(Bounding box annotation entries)
^^^^^^^^^^^^^^^^

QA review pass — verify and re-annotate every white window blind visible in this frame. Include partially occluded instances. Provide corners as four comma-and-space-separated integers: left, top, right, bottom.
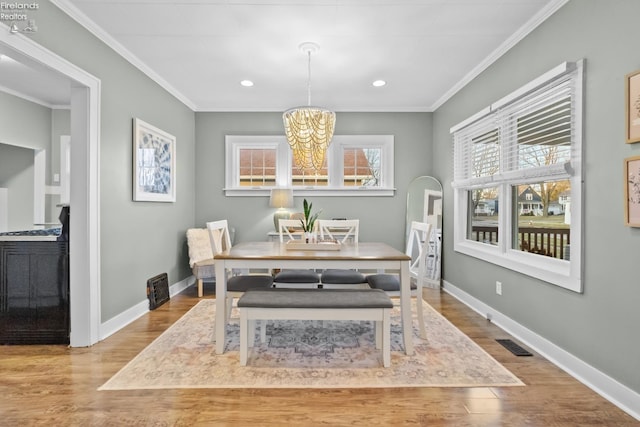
453, 64, 576, 188
451, 61, 584, 292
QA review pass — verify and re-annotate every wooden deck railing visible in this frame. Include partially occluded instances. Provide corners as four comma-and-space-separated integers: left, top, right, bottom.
471, 225, 571, 260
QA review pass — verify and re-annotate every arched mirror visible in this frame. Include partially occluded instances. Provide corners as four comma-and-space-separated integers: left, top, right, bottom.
405, 176, 442, 288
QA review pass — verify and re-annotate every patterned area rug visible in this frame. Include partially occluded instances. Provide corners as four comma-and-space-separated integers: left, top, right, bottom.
99, 299, 524, 390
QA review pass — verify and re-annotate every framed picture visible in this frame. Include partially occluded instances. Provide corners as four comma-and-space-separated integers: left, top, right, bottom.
625, 70, 640, 144
133, 119, 176, 202
624, 156, 640, 227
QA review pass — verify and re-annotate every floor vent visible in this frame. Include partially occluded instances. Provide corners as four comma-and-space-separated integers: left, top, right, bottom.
147, 273, 169, 310
496, 339, 533, 356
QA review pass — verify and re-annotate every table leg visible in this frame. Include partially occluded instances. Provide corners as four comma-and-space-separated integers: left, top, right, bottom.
214, 260, 227, 354
400, 261, 413, 356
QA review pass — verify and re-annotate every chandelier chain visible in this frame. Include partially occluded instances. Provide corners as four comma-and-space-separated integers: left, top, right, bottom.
307, 50, 311, 106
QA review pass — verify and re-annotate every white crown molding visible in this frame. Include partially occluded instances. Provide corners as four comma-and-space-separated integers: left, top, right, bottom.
51, 0, 196, 111
0, 85, 71, 110
430, 0, 569, 111
443, 280, 640, 421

^^^^^^^^^^^^^^^^

• _Work to be completed_: Return every line from the records above that contains the word "left".

• _Complete response_:
QA review pass — verify and re-annotate every white window blind visible in this frame. Include partially occluded instances. Provide corners as four comma-and-space-separated integers: left, top, right, bottom.
QA review pass — verify and re-annotate every wooden deck railing visible in this frame. Include partially occluded instances. Provide corners as four comma-and-space-separated integers: left, top, right, bottom.
QA review pass — verify and re-annotate every arched mirror visible in this frame. Include partially occluded instances. Provide corners as four comma-and-space-separated integers: left, top, right, bottom.
QA review pass — verify and re-annotate every patterned area rug visible in this frame. Include partially occluded instances. Provide corners as four comma-and-space-separated integers: left, top, right, bottom.
QA review pass — verify and re-annotate every framed picture visible in this frame. Include partially occluded instances. Provide corners as four comma-and-space-separated integers: left, top, right, bottom.
QA review pass — verify and re-annotate every floor vent visible in this frame. Include partially occluded instances. Provide corners as four comma-and-space-separated integers: left, top, right, bottom.
QA review pass — verify and re-annotate every table leg visible in this frame. Include partially occluded instances. Provide corners as four comma-and-space-separated integers: left, top, right, bottom.
QA review pass — verify and re-annotate every chandelier chain visible in this frame. Include partially occluded instances. Provide corners as four comma-and-space-separated integers: left, top, right, bottom.
QA review pass — verify and re-annotate every white crown molding visible in this frame. Include partially occluded instances. Provide corners as four comma-and-space-separated integers: left, top, right, bottom.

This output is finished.